** start Provided records **
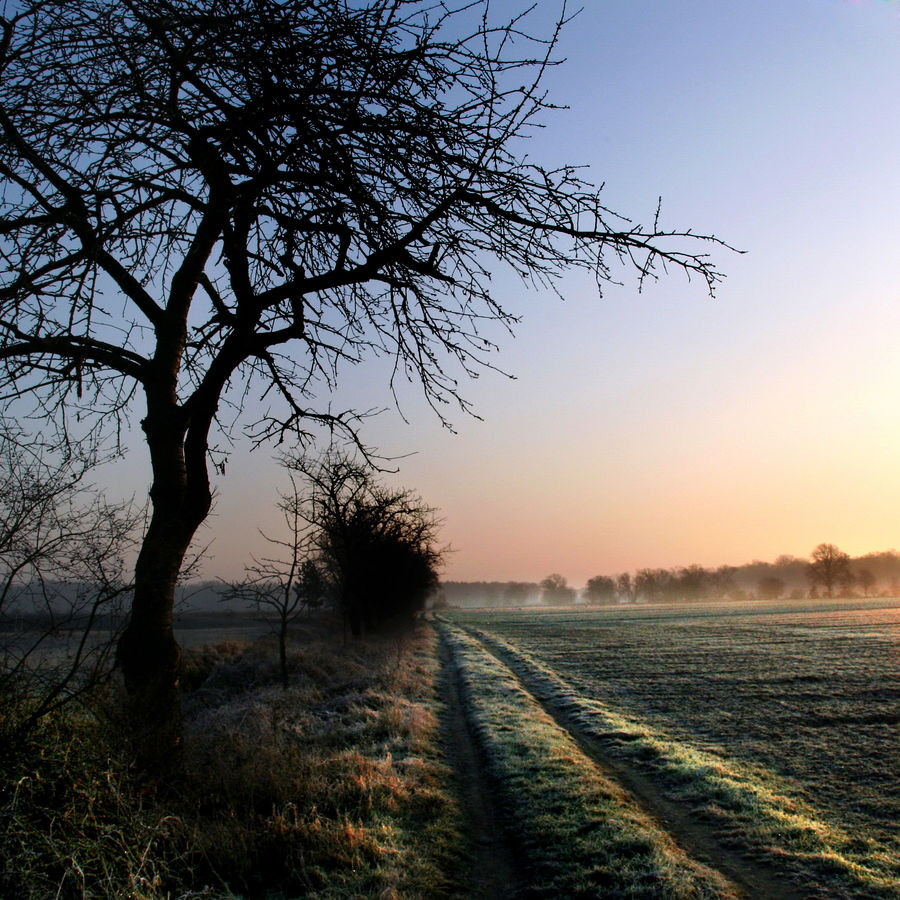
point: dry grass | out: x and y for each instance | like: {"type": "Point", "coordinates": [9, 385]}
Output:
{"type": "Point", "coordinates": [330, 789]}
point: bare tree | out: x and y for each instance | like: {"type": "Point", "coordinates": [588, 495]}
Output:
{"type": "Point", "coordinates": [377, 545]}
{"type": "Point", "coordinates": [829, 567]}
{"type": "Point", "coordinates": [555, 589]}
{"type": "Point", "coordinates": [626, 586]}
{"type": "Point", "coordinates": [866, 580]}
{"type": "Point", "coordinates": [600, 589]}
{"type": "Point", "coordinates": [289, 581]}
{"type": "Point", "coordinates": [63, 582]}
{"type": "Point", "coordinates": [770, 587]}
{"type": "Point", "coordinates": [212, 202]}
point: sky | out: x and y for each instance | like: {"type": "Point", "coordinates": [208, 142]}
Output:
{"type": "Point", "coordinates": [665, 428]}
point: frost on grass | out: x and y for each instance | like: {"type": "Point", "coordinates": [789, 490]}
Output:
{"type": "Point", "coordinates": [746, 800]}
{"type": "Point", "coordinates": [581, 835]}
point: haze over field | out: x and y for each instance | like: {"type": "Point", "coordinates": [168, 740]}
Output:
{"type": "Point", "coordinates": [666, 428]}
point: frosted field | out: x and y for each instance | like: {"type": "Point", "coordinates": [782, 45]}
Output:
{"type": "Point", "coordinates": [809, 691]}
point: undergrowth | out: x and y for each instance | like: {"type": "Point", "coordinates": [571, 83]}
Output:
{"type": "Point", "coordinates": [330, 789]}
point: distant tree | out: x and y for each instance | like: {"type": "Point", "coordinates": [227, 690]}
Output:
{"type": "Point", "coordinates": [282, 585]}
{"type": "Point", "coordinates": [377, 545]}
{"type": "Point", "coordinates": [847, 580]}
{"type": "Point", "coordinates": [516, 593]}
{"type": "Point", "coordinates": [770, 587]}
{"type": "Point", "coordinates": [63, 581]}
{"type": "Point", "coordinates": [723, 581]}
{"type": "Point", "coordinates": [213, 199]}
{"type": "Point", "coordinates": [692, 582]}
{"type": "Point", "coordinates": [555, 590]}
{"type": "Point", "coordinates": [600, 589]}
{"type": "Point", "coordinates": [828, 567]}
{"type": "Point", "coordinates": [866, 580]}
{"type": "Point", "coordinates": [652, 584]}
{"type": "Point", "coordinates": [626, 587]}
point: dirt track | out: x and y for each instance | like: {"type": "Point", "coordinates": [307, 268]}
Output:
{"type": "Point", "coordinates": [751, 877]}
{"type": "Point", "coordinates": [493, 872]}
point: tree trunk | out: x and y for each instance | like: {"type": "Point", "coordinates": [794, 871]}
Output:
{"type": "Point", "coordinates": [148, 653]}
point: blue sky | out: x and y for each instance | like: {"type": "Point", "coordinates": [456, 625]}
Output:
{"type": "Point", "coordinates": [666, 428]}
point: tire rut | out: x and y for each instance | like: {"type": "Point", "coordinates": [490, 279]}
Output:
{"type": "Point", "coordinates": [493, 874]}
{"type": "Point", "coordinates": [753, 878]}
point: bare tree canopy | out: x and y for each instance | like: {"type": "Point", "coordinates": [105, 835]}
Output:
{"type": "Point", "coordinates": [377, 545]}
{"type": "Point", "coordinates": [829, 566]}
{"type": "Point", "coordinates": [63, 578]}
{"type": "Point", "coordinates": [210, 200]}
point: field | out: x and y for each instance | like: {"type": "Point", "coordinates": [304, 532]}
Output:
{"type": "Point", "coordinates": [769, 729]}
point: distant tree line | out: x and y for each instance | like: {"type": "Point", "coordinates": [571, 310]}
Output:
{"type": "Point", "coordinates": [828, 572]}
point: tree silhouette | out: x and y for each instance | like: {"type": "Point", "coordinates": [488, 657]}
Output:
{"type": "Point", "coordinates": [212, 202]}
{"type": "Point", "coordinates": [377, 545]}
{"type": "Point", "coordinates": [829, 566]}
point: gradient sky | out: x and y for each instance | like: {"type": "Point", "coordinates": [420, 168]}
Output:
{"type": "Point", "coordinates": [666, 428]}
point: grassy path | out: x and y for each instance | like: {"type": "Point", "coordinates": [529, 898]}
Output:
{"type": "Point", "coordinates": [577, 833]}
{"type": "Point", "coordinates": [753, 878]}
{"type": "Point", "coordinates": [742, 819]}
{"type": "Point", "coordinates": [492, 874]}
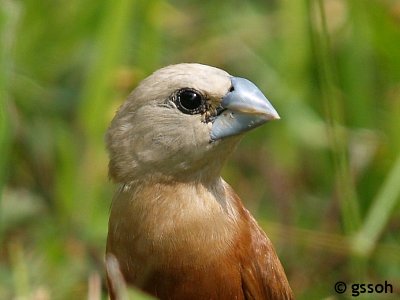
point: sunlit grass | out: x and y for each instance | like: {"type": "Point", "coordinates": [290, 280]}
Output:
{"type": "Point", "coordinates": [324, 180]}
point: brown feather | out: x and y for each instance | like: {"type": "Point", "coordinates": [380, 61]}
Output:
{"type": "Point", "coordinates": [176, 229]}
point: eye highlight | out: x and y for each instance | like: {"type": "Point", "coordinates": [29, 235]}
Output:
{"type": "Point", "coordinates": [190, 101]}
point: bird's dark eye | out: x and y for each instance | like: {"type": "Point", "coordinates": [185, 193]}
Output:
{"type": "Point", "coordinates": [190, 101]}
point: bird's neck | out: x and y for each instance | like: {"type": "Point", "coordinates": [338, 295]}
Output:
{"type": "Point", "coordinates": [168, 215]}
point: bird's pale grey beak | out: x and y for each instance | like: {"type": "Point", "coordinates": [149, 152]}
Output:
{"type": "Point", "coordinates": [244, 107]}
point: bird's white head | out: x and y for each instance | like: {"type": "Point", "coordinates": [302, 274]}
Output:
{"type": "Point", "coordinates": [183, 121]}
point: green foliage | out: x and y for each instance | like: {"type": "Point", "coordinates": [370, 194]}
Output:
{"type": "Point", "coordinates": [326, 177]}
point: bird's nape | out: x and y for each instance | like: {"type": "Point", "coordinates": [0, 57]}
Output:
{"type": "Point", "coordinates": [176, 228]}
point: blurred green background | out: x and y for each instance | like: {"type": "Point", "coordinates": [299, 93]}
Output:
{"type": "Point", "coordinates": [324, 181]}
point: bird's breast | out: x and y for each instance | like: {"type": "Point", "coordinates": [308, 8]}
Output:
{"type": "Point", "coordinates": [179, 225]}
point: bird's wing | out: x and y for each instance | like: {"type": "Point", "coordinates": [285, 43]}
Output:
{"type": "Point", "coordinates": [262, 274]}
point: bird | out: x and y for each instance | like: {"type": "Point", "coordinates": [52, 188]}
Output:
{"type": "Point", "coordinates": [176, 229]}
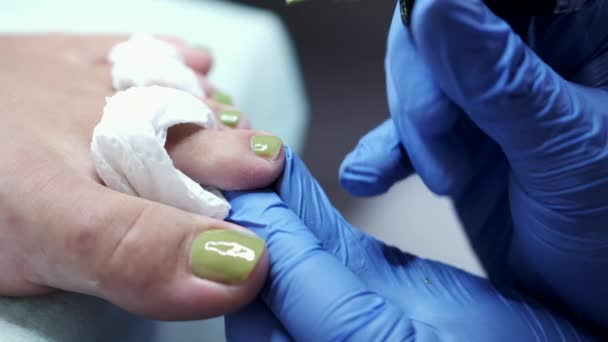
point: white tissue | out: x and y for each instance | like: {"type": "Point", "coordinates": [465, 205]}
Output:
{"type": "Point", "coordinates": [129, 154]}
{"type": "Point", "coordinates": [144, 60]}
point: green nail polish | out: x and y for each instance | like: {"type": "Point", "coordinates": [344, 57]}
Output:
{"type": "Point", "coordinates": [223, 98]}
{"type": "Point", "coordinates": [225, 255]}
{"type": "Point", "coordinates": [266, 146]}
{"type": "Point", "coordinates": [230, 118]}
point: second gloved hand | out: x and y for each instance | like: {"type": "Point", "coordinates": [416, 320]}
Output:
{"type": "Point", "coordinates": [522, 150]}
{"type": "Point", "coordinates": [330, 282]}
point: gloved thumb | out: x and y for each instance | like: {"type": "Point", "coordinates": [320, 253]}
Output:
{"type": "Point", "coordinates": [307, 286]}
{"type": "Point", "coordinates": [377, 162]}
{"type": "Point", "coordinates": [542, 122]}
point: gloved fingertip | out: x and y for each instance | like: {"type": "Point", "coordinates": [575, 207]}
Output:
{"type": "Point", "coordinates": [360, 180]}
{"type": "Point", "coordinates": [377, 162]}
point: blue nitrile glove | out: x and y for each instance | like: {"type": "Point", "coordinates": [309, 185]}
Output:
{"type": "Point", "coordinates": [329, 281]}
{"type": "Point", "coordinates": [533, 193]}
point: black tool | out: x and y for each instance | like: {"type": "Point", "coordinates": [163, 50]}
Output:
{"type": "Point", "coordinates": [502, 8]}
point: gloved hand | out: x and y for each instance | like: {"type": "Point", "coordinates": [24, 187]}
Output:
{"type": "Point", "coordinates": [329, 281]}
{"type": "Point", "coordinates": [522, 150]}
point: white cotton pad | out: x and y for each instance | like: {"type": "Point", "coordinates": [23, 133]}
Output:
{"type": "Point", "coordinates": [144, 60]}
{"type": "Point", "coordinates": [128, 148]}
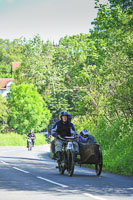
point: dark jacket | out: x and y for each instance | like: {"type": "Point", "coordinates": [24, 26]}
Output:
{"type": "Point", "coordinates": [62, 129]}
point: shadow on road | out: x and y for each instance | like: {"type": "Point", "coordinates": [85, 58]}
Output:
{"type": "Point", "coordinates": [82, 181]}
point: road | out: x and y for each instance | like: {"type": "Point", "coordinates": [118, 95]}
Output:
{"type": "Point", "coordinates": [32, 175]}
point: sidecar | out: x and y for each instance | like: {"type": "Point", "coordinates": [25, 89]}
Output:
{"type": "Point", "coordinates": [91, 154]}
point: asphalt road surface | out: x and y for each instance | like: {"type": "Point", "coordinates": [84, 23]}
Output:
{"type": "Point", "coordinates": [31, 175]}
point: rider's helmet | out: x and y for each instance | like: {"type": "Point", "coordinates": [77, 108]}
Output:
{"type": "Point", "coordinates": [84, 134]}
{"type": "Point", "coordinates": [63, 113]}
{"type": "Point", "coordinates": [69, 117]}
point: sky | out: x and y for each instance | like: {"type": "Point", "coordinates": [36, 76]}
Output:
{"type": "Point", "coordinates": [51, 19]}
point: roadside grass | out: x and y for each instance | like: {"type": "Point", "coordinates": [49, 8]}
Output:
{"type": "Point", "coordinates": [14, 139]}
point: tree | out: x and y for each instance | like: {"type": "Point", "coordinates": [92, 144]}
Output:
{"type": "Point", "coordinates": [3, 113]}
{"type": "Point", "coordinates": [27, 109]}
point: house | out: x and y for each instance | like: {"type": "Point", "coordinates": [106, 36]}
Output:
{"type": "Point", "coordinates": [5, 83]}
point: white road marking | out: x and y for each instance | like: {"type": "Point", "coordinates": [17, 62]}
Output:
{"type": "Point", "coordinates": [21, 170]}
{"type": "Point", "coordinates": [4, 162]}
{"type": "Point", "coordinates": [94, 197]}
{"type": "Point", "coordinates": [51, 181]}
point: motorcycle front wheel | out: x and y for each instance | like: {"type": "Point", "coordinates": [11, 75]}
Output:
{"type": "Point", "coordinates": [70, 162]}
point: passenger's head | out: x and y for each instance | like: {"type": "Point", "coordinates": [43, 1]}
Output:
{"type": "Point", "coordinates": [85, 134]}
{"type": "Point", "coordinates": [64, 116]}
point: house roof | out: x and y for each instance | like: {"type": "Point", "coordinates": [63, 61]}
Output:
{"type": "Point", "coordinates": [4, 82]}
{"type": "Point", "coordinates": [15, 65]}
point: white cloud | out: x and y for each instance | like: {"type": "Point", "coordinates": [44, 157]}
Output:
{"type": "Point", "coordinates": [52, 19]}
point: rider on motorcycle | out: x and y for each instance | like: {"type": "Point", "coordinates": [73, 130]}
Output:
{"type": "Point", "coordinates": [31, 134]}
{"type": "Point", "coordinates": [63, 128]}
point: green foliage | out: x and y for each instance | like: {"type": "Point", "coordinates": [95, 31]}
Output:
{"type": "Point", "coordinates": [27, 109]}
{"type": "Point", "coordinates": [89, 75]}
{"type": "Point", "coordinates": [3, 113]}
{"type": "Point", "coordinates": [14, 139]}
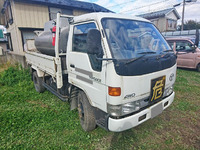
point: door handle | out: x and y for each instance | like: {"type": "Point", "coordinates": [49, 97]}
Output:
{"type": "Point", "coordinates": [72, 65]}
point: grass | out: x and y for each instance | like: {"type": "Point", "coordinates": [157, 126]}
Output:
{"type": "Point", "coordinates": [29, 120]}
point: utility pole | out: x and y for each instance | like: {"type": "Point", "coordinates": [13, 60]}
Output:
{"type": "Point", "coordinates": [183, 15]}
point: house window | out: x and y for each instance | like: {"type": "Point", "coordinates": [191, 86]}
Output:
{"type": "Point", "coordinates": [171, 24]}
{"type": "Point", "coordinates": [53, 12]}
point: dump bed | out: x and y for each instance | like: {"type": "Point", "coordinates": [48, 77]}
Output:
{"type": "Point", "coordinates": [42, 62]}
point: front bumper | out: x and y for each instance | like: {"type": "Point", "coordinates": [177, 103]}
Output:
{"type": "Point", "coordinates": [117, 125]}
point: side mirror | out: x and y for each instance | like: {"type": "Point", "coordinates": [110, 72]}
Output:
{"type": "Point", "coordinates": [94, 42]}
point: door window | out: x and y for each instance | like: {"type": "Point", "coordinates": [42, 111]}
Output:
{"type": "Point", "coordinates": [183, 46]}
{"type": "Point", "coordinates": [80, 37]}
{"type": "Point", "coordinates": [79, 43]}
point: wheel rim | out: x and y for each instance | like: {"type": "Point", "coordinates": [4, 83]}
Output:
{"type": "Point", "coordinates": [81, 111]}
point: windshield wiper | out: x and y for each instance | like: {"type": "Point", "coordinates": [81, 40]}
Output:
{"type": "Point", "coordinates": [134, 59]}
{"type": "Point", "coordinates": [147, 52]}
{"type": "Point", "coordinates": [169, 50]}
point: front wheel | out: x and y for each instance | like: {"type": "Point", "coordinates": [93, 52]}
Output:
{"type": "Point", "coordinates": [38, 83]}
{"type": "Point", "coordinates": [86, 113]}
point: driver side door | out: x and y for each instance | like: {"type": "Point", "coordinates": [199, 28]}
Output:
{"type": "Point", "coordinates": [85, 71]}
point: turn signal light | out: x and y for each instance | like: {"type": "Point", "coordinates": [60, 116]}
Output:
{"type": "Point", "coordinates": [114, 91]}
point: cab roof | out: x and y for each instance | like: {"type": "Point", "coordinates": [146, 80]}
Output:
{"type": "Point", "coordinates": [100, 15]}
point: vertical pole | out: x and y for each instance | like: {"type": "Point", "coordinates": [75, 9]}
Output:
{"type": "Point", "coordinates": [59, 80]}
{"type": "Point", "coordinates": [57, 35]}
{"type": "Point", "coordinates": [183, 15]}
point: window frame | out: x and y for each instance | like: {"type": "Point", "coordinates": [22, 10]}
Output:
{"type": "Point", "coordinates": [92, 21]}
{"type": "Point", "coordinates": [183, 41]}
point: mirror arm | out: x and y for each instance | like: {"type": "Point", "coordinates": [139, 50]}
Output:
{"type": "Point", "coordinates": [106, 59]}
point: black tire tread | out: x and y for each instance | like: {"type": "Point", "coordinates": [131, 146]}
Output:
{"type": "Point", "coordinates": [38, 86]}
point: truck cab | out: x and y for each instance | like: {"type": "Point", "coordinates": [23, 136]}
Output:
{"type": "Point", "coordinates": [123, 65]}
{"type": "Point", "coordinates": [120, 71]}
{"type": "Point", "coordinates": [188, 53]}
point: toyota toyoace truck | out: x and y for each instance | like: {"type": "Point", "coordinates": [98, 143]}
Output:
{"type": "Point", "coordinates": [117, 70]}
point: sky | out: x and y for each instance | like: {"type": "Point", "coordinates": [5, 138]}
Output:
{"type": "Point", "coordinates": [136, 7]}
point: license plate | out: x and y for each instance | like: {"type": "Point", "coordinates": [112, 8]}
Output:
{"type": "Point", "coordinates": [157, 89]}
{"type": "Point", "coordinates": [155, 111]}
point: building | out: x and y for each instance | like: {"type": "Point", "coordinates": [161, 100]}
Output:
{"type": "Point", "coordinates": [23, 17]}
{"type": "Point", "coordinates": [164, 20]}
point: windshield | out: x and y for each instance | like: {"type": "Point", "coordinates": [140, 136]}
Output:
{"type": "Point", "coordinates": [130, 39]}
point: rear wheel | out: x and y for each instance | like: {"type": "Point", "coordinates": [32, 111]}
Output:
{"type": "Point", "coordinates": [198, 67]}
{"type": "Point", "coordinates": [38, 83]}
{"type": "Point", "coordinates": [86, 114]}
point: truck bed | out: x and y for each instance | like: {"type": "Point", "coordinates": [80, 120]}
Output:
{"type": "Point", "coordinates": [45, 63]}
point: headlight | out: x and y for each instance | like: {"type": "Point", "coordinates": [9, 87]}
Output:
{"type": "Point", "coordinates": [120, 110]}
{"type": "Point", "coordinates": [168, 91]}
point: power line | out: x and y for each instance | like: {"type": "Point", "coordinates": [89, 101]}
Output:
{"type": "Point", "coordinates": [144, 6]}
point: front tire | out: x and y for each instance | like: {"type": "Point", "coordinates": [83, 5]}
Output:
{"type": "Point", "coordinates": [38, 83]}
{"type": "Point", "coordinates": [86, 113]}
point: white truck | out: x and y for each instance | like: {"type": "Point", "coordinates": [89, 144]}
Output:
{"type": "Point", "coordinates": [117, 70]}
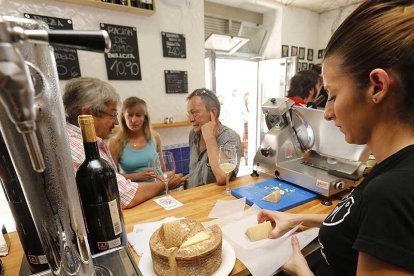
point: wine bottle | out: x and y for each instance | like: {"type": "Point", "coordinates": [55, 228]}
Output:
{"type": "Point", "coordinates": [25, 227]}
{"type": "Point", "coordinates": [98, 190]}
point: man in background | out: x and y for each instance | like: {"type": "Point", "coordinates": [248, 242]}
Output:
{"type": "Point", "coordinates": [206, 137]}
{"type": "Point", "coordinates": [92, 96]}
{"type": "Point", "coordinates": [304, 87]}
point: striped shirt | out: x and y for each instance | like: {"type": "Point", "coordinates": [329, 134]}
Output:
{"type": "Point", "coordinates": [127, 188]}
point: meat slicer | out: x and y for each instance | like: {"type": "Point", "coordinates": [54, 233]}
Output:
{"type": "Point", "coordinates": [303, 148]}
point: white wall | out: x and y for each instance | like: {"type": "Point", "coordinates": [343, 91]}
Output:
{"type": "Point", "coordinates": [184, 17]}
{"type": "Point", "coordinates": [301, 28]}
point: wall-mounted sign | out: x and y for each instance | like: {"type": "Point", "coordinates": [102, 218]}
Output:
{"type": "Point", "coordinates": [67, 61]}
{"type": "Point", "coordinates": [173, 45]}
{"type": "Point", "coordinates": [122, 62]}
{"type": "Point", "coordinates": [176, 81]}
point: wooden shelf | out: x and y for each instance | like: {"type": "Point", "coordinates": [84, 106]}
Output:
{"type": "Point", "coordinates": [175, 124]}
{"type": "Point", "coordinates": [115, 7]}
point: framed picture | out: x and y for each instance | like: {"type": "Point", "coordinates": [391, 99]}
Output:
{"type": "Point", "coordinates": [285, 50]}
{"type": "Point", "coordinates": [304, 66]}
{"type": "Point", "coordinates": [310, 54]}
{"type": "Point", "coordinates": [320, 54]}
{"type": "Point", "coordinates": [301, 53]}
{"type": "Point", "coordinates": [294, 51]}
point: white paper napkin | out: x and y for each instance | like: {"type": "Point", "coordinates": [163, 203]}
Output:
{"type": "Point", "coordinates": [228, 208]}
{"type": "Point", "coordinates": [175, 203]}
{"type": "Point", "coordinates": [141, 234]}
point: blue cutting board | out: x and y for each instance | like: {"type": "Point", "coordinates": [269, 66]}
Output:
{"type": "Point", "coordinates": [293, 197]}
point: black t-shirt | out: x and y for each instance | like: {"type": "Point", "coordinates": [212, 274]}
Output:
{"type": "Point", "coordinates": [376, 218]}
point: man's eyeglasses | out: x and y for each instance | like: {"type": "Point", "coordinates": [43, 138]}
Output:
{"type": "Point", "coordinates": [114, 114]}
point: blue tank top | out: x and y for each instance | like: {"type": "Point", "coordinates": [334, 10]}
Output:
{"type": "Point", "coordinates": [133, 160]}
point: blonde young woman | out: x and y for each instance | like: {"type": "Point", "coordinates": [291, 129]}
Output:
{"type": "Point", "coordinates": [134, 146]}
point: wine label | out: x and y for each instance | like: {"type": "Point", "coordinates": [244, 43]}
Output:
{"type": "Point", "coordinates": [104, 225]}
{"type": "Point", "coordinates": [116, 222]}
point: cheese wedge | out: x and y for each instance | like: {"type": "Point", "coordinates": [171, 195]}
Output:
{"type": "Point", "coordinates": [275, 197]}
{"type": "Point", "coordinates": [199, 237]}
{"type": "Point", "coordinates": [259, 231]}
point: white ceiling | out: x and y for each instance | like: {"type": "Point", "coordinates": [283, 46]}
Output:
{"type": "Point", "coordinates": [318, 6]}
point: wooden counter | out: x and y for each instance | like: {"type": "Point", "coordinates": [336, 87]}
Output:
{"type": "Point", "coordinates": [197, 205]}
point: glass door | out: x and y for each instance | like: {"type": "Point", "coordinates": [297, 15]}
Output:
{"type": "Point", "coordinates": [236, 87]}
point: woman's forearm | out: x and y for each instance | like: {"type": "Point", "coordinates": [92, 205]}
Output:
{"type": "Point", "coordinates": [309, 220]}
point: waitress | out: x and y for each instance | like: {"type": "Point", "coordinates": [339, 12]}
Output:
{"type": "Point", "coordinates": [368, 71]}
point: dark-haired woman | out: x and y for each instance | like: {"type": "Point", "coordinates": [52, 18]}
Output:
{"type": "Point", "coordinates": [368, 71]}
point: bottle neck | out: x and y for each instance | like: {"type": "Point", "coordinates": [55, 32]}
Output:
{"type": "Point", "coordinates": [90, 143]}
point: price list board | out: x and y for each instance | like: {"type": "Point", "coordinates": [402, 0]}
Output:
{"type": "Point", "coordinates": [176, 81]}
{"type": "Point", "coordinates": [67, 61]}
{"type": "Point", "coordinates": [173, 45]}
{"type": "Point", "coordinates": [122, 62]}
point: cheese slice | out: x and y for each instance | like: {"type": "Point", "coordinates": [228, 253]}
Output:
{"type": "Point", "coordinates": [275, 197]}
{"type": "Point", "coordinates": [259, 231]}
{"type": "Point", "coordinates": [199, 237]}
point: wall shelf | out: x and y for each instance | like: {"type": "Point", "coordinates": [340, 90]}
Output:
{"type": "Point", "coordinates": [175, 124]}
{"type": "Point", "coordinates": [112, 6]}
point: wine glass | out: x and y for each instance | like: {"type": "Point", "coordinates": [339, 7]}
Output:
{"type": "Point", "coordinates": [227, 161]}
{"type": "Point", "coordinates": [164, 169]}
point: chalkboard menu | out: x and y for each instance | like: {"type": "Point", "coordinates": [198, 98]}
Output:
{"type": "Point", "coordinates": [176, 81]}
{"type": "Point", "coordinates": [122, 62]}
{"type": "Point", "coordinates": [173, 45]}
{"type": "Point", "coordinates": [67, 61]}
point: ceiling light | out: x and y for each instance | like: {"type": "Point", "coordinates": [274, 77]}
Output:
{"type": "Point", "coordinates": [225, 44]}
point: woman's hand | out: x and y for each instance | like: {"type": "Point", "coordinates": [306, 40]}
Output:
** end Provided records **
▶ _Short problem_
Return the lines above, from the one containing "point: wall shelf" to the end, exactly as they stand.

▶ _Task response_
point: wall shelf | out: x and y for each instance | like: {"type": "Point", "coordinates": [340, 90]}
Output:
{"type": "Point", "coordinates": [175, 124]}
{"type": "Point", "coordinates": [112, 6]}
point: wine glass | out: x and y for each instance | like: {"type": "Point", "coordinates": [339, 7]}
Output:
{"type": "Point", "coordinates": [227, 161]}
{"type": "Point", "coordinates": [164, 169]}
point: chalkboard menu | out: x and y for each instance | like: {"type": "Point", "coordinates": [198, 98]}
Output:
{"type": "Point", "coordinates": [176, 81]}
{"type": "Point", "coordinates": [122, 62]}
{"type": "Point", "coordinates": [173, 45]}
{"type": "Point", "coordinates": [67, 61]}
point: ceiling light | out: x and y for each instance | like: {"type": "Point", "coordinates": [274, 77]}
Output:
{"type": "Point", "coordinates": [225, 44]}
point: woman's hand | out: x and y for each instance | like: {"type": "Point", "coordinates": [306, 40]}
Output:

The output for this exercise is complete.